### PROBLEM
Reproduce the listing below in full, keeping every line and character unchanged.

Dataset entries
########

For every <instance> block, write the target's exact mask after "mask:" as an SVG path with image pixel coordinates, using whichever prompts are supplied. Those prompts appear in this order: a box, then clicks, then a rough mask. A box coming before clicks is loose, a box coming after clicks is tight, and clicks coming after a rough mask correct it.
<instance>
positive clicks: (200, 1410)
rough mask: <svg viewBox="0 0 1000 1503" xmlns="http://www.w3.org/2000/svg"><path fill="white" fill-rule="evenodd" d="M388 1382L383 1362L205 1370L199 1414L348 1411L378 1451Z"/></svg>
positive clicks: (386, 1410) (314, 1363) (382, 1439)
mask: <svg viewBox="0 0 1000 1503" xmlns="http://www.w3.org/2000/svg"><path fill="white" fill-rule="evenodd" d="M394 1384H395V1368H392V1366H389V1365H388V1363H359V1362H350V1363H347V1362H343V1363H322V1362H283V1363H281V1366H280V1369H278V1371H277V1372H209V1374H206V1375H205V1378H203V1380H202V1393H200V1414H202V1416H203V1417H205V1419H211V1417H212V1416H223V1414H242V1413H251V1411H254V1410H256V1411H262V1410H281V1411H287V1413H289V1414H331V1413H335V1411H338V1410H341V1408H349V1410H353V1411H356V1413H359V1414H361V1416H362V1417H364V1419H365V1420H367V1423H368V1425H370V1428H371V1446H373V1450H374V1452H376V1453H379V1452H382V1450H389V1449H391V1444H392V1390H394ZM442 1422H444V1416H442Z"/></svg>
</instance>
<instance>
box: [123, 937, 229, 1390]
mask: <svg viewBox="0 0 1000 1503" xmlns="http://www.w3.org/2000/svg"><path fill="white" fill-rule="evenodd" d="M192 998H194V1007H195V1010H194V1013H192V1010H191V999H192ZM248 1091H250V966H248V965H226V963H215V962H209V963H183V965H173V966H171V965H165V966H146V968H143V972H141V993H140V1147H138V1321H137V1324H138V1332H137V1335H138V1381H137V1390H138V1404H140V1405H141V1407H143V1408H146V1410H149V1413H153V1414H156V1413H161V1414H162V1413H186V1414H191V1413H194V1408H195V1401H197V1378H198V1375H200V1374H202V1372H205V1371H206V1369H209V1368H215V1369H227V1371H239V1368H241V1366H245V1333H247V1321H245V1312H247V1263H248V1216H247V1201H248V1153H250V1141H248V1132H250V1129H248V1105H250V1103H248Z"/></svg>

########

### RESPONSE TO THE EXERCISE
For every <instance> block, write the target's exact mask after "mask:" as an SVG path with image pixel coordinates, using whichever prompts are supplied. Those prompts appear in this order: a box, then clicks, then a rough mask. A box coming before clicks is loose, a box coming after clicks is tight, and clicks coming after a rough mask correct it.
<instance>
positive clicks: (200, 1410)
rough mask: <svg viewBox="0 0 1000 1503" xmlns="http://www.w3.org/2000/svg"><path fill="white" fill-rule="evenodd" d="M388 1382L383 1362L205 1370L199 1414L348 1411L378 1451Z"/></svg>
positive clicks: (386, 1410) (314, 1363) (382, 1439)
mask: <svg viewBox="0 0 1000 1503" xmlns="http://www.w3.org/2000/svg"><path fill="white" fill-rule="evenodd" d="M394 1384H395V1368H392V1366H389V1365H388V1363H359V1362H350V1363H347V1362H343V1363H322V1362H283V1363H281V1366H280V1369H278V1371H277V1372H209V1374H206V1375H205V1378H203V1380H202V1393H200V1414H202V1416H203V1417H205V1419H211V1417H212V1416H223V1414H242V1413H251V1411H254V1410H256V1411H262V1410H281V1411H287V1413H289V1414H331V1413H335V1411H338V1410H341V1408H349V1410H353V1411H356V1413H359V1414H361V1416H362V1417H364V1419H365V1420H367V1423H368V1425H370V1428H371V1446H373V1450H374V1452H376V1453H379V1452H382V1450H389V1449H391V1444H392V1390H394ZM442 1422H444V1416H442Z"/></svg>
</instance>
<instance>
box: [123, 937, 229, 1390]
mask: <svg viewBox="0 0 1000 1503" xmlns="http://www.w3.org/2000/svg"><path fill="white" fill-rule="evenodd" d="M192 998H194V1007H195V1010H194V1013H192V1010H191V999H192ZM248 1091H250V966H248V965H226V963H215V962H209V963H183V965H173V966H171V965H165V966H146V968H143V972H141V993H140V1147H138V1321H137V1324H138V1332H137V1335H138V1381H137V1390H138V1404H140V1405H141V1407H143V1408H146V1410H149V1413H153V1414H156V1413H161V1414H162V1413H186V1414H191V1413H194V1408H195V1401H197V1378H198V1375H200V1374H202V1372H205V1371H206V1369H209V1368H215V1369H227V1371H239V1368H241V1366H245V1333H247V1321H245V1312H247V1263H248V1216H247V1201H248V1153H250V1141H248V1132H250V1129H248V1105H250V1103H248Z"/></svg>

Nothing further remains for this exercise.